---- Tekst

Reklama

Prosto i jasno

W jakiej Polsce żyjemy

Bądź na bieżąco!

Zapisz się do newslettera

Media prześcigają się w spekulacjach, związanych ze zmianą ministrów w rządzie L. Millera. Skoro lewicowa Trybuna, organ L. Millera, jako jedyne pismo wysunęła hipotezę o możliwej lustracji ministra M. Belki, sądzić można, że w tej dymisji chodzi o kolejny przejaw wojny prezydenta z premierem. Ten pierwszy, wycofując z rządu swojego człowieka, najważniejszego z ministrów, dał sygnał, że stopniowo odcina się od problemów, przed jakimi ten rząd wkrótce stanie. Zapewne po przegranych przez SLD wyborach samorządowych prezydent doprowadzi do obalenia L. Millera. Marzy mu się w 2005 r. stanąć na czele partii prezydenckiej złożonej z SLD i być może PO, i sięgnąć po władzę.

--------

Polecenia:
[a] Wypisz w mianowniku wszystkie nazwy własne z akapitu tekstu, który zaczyna się od słów „Media prześcigają się”.
[b] Zaktualizuj fragment tekstu, który otwierają słowa zawierające "Media prześcigają się", a zamykają "sięgnąć po władzę.", zastępując w nim "samorządowych" słowem "parlamentarnych".

---- Materiał wyjściowy

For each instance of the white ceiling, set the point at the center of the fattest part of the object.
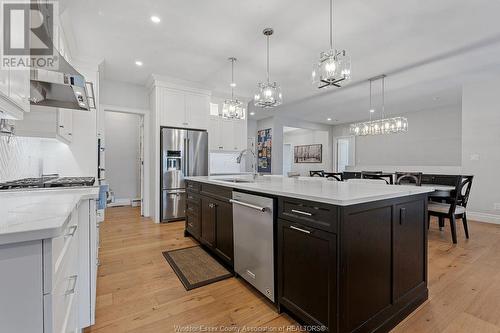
(427, 48)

--------

Rozwiązania:
[a] L. Miller, Trybuna, M. Belka, SLD, PO

[b]
Media prześcigają się w spekulacjach, związanych ze zmianą ministrów w rządzie L. Millera. Skoro lewicowa Trybuna, organ L. Millera, jako jedyne pismo wysunęła hipotezę o możliwej lustracji ministra M. Belki, sądzić można, że w tej dymisji chodzi o kolejny przejaw wojny prezydenta z premierem. Ten pierwszy, wycofując z rządu swojego człowieka, najważniejszego z ministrów, dał sygnał, że stopniowo odcina się od problemów, przed jakimi ten rząd wkrótce stanie. Zapewne po przegranych przez SLD wyborach parlamentarnych prezydent doprowadzi do obalenia L. Millera. Marzy mu się w 2005 r. stanąć na czele partii prezydenckiej złożonej z SLD i być może PO, i sięgnąć po władzę.